═════ FRAGMENTO SELECCIONADO ═════
Aunque sea en un día como hoy. Un día como hoy está encerrado entre algunos de los días más llenos de trabajo que he tenido en tiempo, y este mismo día lo es. Yo, que siempre me precio de tener millones de ideas, no sabía sobre qué escribir hoy. O no encontraba la idea apropiada para hoy (recordad: nada gratuito, nunca; seguid esto en vuestra vida, intentadlo o pensadlo en todo lo que hagáis). Pero sabía que tenía que escribir. Por eso, cuando por fin he empezado a pulsar sin mucho rumbo, esto es lo que ha salido y sigue saliendo. Es verdad, al menos. También es verdad que escribo desde esta mesa y que la foto la hice después de terminar de escribir, todavía con mi ordenador y mochila y batería del móvil allí, y la retoqué un poco más tarde aún y no es menos cierto que está borrosa y no tiene más interés que el documental:

Escribo, sea como sea 2

Puede que no sea un texto interesante. No cabrá en las antologías que, da igual, nadie editará de mí cuando muera (antes o después de un año, menos 21 días). Pero va a ser un texto completo, se está formando y tiene un sentido, así como una forma que abraza bien ese sentido. Sin objeto, esta divagación estaría ya a punto de engrosar los textos que ya están en la papelera; u, honestamente, en los borradores. Pero no está siendo inútil. El mundo, el mío al menos, cambia en algún matiz o brillo al escribirlo y leerlo.

Que solo sea necesario para mí no es poco. Porque lo que es necesario para uno casi inevitablemente puede serlo para alguien más, en cualquier grado ínfimo. Para alguien que caiga aquí por cualquier búsqueda absurda en Google, para algún amigo o familiar que siga el enlace en mi Facebook. Para alguien que escriba y lea el asunto del texto y decida no leerlo y ponerse a escribir él mismo. Para, yo qué sé, para quien sea y para lo que sea. Para algo. Es útil porque es real, y antes de ser útil está siendo real y por eso es necesario.
═════ LISTADO DE DATOS ═════
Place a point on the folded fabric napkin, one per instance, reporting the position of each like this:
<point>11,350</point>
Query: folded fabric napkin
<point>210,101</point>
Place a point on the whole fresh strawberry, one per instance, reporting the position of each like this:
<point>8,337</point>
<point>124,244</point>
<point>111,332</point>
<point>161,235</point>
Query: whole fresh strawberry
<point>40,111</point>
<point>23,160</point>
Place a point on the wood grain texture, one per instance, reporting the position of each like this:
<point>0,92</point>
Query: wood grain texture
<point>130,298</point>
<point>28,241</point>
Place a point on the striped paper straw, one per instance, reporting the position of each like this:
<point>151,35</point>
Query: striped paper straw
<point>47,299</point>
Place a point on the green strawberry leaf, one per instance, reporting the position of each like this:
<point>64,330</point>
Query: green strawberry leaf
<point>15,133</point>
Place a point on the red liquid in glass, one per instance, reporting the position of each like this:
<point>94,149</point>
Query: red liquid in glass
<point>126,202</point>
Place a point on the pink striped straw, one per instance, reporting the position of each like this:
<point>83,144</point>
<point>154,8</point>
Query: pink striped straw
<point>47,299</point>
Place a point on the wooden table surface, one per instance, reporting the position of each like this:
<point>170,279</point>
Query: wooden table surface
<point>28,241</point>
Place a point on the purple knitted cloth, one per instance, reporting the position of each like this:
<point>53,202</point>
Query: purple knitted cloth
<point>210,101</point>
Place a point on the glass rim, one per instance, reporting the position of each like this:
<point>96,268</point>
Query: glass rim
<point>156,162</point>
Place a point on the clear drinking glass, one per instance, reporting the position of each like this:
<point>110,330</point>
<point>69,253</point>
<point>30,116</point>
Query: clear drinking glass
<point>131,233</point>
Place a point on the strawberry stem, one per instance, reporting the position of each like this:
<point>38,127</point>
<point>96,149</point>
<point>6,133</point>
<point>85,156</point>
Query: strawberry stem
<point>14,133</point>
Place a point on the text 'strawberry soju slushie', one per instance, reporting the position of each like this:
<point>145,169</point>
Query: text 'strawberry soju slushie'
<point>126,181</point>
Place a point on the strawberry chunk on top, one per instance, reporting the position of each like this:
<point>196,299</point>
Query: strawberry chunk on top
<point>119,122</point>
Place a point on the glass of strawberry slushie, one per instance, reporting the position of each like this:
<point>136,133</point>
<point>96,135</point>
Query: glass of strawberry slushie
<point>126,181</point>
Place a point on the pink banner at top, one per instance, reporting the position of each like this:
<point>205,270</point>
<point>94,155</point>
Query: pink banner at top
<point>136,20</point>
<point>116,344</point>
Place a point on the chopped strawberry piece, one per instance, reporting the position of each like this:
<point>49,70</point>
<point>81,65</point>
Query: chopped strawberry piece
═════
═════ LISTADO DE DATOS ═════
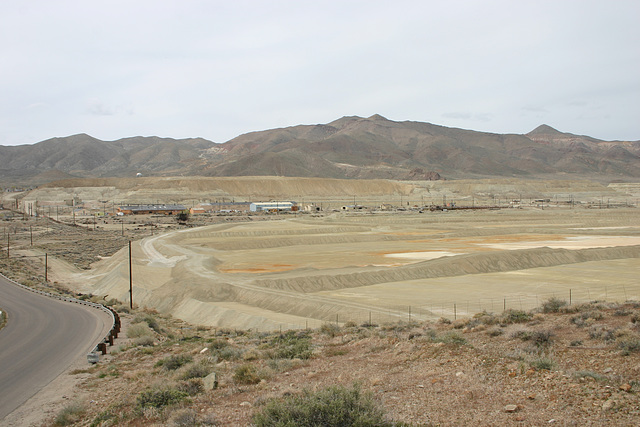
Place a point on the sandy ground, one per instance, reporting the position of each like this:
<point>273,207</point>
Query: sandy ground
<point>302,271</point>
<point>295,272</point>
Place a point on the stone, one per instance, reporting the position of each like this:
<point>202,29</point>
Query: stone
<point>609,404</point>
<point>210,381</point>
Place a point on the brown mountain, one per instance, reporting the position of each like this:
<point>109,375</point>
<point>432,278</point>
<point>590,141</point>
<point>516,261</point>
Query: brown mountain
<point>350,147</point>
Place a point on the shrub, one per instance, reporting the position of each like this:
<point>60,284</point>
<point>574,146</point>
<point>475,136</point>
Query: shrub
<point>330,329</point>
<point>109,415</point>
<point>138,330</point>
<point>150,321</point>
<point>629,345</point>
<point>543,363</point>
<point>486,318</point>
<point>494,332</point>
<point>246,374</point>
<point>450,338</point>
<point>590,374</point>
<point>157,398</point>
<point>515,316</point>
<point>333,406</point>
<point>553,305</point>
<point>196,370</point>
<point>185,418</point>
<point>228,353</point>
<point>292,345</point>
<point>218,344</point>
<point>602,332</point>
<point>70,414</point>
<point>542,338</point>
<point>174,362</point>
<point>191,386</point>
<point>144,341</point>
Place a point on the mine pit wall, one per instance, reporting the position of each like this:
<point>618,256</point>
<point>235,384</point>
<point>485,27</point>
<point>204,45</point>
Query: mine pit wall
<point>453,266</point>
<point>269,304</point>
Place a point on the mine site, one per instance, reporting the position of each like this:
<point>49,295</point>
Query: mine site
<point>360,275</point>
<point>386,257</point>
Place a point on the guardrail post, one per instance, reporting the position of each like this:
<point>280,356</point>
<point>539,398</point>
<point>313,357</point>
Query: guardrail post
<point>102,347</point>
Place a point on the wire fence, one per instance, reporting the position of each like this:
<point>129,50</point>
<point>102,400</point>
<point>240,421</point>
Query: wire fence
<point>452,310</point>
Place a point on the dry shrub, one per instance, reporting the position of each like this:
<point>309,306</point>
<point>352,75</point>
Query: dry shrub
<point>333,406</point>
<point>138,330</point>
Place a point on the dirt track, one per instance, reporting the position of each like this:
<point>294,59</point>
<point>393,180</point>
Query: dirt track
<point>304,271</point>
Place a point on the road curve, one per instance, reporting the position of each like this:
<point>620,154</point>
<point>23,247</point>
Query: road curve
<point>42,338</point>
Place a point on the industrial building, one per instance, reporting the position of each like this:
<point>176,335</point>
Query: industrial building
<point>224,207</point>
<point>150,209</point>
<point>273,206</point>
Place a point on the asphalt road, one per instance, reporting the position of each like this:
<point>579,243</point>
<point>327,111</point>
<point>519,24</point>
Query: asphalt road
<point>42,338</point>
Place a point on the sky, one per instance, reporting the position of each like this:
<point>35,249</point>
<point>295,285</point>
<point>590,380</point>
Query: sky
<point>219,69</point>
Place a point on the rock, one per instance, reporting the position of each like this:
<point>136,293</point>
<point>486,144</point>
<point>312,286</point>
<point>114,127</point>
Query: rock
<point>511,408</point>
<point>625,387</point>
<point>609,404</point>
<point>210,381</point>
═════
▸ EJERCICIO ESCRITO 1
Traduce al inglés la siguiente oración del texto sobre la escritura: «Que solo sea necesario para mí no es poco».
▸ EJERCICIO ESCRITO 2
Continúa el texto sobre la escritura a partir de su última oración.

▸ RESULTADO ESPERADO 1
That it is only necessary for me is no small thing.

▸ RESULTADO ESPERADO 2
Aunque este párrafo que estoy escribiendo no aporte nada más y pudiera haberlo borrado en una revisión seria y exhaustiva, entre otras cosas porque no incluye el sutil leit motiv del «sea» en su primera oración. Este párrafo solo dice que no estoy en casa, que estoy en una mesa de madera junto a una falsa cabaña de madera junto a un lago falso, en el centro exacto del campus en el que trabajo y en el que esta semana debo vivir varios días, estoy en un banco cómodo durante al menos 50 minutos, la(s) rata(s) que corretean y cenan en la vegetación a mi derecha no son falsas, no lo son en absoluto. Y me alegro porque son bonitas y están vivas y me hacen sentir. Es real la alondra que se posó en la bancada vacía de enfrente, y voló y al poco empecé a oír su canto y el de otras alondras, y son auténticas las cigarras que apenas callan en esta jornada de alerta por altas temperaturas (que son reales pero no tanto como pueden serlo, por eso creo que es más real que los trabajadores de lo meteorológico estaban aburridos o sin aire acondicionado). Son muy de verdad los mosquitos que empiezan a aparecer y morderme; quizá alguno me esté pasando el dengue, aunque no me pica demasiado donde han atacado así que no parece una realidad. Y es real la chica que acaba de encender las luces azules que rodean la cabaña, y es verdad que sobre mí, a 40 centímetros, tengo otra tira de luces que cuelga entre dos árboles y no la ha encendido, y es verdad que no voy a acercarme a preguntar por qué ni si tiene que ver con que esté yo aquí, escribiendo. Quizá las encienda antes de que termine este texto; sin duda lo hará antes de que sea publicado.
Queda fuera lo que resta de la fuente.